Top of AVAILABLE RECORDS

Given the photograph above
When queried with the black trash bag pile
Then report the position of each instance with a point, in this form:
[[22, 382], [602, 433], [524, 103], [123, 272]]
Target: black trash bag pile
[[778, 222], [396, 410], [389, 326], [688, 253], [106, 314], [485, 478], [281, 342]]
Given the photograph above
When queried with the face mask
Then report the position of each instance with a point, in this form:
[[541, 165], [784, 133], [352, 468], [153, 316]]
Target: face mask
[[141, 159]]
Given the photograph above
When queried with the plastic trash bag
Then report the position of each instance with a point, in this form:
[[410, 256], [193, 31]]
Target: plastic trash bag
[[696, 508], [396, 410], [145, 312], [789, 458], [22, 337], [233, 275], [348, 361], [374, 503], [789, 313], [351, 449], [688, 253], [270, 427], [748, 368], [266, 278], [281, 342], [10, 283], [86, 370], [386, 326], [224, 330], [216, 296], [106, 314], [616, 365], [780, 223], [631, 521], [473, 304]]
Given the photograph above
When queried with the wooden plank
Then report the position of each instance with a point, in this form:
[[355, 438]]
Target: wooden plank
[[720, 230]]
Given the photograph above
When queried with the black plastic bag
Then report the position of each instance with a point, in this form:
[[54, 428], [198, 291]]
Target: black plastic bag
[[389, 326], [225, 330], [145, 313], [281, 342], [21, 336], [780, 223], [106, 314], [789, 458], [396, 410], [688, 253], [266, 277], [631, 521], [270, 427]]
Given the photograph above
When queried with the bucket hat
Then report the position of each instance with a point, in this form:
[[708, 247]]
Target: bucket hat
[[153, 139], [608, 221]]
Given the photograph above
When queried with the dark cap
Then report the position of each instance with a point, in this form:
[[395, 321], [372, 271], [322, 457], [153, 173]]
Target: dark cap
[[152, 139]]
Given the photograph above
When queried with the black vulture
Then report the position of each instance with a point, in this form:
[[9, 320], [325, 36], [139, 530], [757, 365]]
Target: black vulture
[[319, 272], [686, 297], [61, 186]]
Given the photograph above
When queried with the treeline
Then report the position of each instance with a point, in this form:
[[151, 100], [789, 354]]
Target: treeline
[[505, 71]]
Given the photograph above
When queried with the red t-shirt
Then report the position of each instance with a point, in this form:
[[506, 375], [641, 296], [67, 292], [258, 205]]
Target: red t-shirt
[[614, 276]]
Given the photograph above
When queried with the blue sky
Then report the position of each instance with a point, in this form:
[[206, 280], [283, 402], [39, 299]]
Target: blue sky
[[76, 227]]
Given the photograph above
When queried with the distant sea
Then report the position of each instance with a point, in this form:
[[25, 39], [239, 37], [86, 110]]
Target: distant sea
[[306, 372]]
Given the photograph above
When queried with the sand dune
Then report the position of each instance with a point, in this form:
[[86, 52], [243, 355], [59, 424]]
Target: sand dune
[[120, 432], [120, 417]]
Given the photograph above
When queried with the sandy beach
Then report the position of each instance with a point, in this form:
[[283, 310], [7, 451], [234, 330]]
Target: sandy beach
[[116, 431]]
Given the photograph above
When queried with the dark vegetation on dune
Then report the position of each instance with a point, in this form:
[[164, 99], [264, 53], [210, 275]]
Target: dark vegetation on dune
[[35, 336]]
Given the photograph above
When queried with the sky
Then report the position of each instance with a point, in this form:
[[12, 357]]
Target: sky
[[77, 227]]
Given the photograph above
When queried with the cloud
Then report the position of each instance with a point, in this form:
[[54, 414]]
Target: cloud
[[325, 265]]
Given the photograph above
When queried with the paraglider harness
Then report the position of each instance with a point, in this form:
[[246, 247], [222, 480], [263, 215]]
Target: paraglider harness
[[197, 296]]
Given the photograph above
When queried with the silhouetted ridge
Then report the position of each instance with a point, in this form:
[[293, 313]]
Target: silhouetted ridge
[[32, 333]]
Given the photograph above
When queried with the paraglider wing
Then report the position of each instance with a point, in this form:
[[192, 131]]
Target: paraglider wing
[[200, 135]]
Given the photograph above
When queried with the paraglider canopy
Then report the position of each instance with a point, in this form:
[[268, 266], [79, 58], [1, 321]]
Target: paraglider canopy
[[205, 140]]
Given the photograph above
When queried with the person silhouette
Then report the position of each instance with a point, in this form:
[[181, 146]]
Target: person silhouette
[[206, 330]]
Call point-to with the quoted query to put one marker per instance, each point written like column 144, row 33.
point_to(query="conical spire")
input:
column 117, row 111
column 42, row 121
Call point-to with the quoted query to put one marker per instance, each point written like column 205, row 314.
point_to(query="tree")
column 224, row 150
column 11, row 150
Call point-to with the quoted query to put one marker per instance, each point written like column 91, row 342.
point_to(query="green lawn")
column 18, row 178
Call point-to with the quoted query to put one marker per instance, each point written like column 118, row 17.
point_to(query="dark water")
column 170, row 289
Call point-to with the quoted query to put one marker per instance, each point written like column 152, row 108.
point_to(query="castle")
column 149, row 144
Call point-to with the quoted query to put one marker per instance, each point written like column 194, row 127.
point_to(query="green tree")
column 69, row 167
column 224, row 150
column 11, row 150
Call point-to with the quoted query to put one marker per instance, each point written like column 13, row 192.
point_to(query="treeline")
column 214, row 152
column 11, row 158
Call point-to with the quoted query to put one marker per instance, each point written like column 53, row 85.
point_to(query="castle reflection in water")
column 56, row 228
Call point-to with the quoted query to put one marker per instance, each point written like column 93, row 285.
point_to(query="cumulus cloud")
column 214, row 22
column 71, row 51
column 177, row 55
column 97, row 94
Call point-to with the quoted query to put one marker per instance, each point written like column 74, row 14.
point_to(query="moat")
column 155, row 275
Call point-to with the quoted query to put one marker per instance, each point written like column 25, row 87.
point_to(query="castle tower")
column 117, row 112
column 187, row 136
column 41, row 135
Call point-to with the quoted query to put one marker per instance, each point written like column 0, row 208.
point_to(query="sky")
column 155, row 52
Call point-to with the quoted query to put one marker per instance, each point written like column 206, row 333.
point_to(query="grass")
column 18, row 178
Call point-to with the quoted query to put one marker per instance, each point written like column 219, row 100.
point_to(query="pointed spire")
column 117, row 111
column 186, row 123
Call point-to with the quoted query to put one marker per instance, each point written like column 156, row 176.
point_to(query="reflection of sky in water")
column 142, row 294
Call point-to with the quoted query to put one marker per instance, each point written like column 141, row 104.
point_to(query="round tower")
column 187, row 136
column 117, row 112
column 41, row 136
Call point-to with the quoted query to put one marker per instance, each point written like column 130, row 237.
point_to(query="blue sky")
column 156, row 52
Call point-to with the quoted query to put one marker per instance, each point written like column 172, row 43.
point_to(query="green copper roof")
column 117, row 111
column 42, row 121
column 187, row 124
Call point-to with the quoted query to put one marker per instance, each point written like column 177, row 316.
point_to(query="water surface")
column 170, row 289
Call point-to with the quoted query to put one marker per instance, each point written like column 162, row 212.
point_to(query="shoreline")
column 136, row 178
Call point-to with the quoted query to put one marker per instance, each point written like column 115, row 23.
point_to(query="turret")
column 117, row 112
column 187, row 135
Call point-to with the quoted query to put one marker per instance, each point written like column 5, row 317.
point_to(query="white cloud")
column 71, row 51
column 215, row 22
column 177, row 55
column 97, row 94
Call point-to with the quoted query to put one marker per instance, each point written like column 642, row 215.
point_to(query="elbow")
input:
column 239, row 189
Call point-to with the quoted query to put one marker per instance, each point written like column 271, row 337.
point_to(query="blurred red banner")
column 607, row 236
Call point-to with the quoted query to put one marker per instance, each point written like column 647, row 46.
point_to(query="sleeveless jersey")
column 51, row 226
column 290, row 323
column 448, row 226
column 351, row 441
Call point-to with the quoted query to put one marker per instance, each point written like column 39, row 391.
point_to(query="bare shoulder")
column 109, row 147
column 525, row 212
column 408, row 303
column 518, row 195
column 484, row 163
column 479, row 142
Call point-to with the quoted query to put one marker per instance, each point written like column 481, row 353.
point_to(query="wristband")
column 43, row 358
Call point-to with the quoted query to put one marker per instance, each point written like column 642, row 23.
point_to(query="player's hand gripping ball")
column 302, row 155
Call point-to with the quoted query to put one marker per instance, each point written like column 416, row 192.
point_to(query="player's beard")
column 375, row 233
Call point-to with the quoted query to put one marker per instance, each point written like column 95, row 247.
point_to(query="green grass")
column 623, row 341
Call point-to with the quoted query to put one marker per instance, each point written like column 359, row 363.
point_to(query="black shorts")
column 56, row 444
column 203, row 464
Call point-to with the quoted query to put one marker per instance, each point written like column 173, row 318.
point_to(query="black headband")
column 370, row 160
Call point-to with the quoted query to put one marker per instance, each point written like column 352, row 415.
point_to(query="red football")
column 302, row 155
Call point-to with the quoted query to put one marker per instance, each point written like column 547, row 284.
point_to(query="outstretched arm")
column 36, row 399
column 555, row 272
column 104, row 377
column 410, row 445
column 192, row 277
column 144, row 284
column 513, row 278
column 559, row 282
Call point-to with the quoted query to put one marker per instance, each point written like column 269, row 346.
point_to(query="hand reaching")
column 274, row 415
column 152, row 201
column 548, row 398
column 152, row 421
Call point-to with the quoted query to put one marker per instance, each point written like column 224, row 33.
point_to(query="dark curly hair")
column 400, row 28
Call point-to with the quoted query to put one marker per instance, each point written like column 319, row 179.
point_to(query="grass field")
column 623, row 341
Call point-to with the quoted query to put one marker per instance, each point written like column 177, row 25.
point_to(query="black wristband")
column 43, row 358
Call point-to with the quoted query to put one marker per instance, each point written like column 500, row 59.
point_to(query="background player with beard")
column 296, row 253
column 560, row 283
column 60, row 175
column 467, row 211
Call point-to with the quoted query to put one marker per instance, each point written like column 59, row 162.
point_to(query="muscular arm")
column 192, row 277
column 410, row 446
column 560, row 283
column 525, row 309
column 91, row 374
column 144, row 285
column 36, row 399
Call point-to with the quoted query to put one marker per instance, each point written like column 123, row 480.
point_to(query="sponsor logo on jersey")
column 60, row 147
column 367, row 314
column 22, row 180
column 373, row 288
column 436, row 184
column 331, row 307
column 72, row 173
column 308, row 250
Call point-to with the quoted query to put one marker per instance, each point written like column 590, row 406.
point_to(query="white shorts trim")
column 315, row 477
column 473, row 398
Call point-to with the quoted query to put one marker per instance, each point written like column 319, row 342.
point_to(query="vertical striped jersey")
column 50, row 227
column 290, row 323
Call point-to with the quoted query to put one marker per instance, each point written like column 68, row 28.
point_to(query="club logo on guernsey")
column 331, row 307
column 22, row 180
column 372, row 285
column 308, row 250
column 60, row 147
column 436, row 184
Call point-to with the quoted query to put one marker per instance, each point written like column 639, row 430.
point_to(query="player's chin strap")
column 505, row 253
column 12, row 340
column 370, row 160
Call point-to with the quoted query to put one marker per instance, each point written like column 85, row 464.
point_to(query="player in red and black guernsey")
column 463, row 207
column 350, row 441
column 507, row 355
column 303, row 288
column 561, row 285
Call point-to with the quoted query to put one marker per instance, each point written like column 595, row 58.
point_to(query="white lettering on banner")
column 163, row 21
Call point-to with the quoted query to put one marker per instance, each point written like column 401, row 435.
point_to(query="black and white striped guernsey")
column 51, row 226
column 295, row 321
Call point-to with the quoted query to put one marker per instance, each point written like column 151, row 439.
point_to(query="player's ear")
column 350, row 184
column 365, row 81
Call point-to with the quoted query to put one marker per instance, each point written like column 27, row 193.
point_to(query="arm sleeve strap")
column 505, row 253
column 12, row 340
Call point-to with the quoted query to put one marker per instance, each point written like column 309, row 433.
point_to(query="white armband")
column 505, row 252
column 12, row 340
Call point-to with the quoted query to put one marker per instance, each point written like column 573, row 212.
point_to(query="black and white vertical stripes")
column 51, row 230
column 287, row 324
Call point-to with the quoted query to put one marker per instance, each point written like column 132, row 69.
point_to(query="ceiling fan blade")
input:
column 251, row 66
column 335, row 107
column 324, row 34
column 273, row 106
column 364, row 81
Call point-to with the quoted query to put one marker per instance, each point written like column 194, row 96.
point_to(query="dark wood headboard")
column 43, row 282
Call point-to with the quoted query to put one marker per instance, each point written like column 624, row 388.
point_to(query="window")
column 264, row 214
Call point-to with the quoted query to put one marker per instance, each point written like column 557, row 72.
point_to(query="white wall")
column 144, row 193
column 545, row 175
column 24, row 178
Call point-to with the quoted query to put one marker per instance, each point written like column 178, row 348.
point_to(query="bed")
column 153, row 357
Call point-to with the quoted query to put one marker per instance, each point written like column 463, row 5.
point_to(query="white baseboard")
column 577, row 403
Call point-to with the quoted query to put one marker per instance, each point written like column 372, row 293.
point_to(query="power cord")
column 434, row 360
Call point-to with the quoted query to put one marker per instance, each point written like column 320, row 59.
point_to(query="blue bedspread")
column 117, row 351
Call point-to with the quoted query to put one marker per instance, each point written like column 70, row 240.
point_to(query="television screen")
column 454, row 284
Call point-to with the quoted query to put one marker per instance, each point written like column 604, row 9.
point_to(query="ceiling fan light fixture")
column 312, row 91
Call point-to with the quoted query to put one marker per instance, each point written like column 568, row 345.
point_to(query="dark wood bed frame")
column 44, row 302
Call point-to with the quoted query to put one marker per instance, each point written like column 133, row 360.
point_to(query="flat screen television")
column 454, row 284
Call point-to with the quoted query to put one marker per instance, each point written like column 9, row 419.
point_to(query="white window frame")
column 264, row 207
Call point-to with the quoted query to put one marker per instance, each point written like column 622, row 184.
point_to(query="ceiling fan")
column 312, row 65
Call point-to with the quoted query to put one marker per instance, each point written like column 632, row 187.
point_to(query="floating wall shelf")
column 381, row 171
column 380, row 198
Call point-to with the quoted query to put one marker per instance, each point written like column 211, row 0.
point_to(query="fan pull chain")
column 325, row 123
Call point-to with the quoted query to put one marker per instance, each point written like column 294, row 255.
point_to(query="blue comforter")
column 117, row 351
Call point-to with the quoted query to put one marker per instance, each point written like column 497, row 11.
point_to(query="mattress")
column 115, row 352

Bottom of AVAILABLE RECORDS

Here the output must be the lines above from the line with "[[54, 414]]" to the line with "91, row 342.", both included, duplicated word for word and nothing else.

## ANSWER FOR THE TASK
[[54, 414]]
Target: cloud
[[325, 265]]
Given the photograph above
When queried with the paraglider harness
Then report the position of each instance with a point, in this form:
[[246, 247], [222, 480], [263, 215]]
Target: paraglider harness
[[197, 296]]
Given the photograph above
When queried with the silhouetted ridge
Then report the position of each instance with a point, in this form:
[[293, 313]]
Target: silhouetted ridge
[[32, 333]]
Given the photograph above
When queried with the paraglider wing
Then report the position of each instance with a point, in this form:
[[192, 131]]
Target: paraglider wing
[[200, 135]]
Given the photograph above
When queried with the paraglider canopy
Then report the position of each instance with a point, in this form:
[[268, 266], [79, 58], [1, 321]]
Target: paraglider canopy
[[205, 140]]
Given the photograph above
When queried with the person silhouette
Then report the position of each instance with a point, in this form:
[[181, 146]]
Target: person silhouette
[[206, 330]]
Call point-to with the quoted query to put one marker per instance, each point written like column 144, row 33.
point_to(query="conical spire")
input:
column 117, row 111
column 42, row 121
Call point-to with the quoted query to put one marker per instance, each point written like column 205, row 314.
point_to(query="tree")
column 224, row 150
column 11, row 150
Call point-to with the quoted query to put one marker per instance, each point written like column 91, row 342.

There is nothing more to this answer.